• **Instruction 1**
Answer these questions from the audio quality text:
(a) How many levels does 16-bit depth provide?
(b) What bit rate does MP3 typically use?
(c) What sample rate does AAC almost always use?
• **Instruction 2**
Copy the audio quality text again, starting at the words "MP3 uses a bit" and stopping after "very processing-heavy codec.". Change "lossy" to "compressed" wherever it appears in that span.
• **Instruction 3**
Translate this sentence from the audio quality text into Spanish: "Those are usually dealt with by adding some dither noise."

• **Text provided**
━━━━━━

Most sound sources are better than most human hearing anyway

Definitions: (The higher, the better for all)

  • Bit rate is finished file size in kilobits per second and relates to audio quality.
  • Sample rate in kHz – the number of times per second the sound is sampled. 44.1kHz covers 5Hz -22.05kHz.
  • Bit depth – 8-bit (256 levels or 48dB), 16-bit (65,536 levels or 96dB), 24-bit (16,777,216 levels or 144dB), 32-bit or more is simply the granularity of data stored and relates to the dynamic range (dB). We perceive those lower bit depths as more noise. It is usually a simply hiss, but at low signal, levels can produce nasty effects. Those are usually dealt with by adding some dither noise.

Codec rates

MP3 uses a bit rate from 8-320kbps (typically 128kbps or ‘radio quality’) at a sample rate from 8-44.1kHz (generally 22kHz). It allows you to compress large music files to smaller sizes which are lossy (a smaller % sample of the original sound). For example, a typical MP3 produces a file size of 128 kilobits every second (they’re actually larger, thanks to metadata including album covers.)

AAC has a variable bit rate of 8-256kbps (typically 230kbps per channel) and a sample rate of 8-96kHz (almost always 44.1kHz). Widely used by Apple and can be less lossy. But it is only Bluetooth codec that makes uses of psychoacoustic modelling* to transmit data, so it’s a very processing-heavy codec.

━━━━━━

• **Excerpted records**
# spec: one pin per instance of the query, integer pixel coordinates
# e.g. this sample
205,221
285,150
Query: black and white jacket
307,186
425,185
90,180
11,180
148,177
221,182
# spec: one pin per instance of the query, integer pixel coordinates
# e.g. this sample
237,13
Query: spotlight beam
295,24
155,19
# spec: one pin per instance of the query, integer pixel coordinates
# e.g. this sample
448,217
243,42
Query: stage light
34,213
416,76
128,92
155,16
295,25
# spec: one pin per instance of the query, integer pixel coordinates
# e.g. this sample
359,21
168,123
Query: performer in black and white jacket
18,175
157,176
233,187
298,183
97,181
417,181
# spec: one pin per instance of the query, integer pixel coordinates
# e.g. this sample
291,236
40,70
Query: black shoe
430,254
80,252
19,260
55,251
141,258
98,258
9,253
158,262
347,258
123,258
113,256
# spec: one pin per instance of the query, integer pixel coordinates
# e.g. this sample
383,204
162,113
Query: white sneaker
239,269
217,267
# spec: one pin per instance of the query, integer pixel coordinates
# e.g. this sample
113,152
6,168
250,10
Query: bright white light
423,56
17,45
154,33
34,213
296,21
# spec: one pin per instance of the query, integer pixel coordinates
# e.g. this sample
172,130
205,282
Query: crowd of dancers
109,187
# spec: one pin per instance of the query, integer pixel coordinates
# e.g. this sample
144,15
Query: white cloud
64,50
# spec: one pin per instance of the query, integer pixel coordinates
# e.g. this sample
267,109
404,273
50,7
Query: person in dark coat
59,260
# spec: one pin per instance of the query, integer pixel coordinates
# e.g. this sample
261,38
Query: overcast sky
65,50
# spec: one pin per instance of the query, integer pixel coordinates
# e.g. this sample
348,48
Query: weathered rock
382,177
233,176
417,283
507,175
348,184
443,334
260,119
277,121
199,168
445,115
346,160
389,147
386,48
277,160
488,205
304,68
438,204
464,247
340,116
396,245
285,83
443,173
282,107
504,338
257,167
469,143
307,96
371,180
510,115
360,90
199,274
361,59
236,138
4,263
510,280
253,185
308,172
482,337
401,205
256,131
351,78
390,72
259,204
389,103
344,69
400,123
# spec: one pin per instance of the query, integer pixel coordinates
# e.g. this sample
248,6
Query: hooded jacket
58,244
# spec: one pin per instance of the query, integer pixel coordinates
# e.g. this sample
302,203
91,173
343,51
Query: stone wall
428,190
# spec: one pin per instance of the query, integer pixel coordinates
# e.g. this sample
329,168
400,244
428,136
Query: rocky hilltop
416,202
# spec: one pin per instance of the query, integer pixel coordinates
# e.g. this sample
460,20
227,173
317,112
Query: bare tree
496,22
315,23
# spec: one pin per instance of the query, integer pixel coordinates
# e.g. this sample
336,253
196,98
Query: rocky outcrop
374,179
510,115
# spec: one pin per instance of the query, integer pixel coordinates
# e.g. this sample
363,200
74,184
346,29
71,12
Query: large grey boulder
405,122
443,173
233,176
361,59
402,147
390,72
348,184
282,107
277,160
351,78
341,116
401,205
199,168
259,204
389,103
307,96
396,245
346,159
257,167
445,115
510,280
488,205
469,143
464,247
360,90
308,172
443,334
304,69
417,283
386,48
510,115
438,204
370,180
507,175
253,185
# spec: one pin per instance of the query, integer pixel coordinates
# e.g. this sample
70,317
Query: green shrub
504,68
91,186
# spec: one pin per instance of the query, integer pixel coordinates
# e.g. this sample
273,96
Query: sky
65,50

━━━━━━

• **Exercise answer 1**
(a) 65,536 levels
(b) 128kbps
(c) 44.1kHz

• **Exercise answer 2**
MP3 uses a bit rate from 8-320kbps (typically 128kbps or ‘radio quality’) at a sample rate from 8-44.1kHz (generally 22kHz). It allows you to compress large music files to smaller sizes which are compressed (a smaller % sample of the original sound). For example, a typical MP3 produces a file size of 128 kilobits every second (they’re actually larger, thanks to metadata including album covers.)

AAC has a variable bit rate of 8-256kbps (typically 230kbps per channel) and a sample rate of 8-96kHz (almost always 44.1kHz). Widely used by Apple and can be less compressed. But it is only Bluetooth codec that makes uses of psychoacoustic modelling* to transmit data, so it’s a very processing-heavy codec.

• **Exercise answer 3**
Estos suelen tratarse añadiendo un poco de ruido de dither.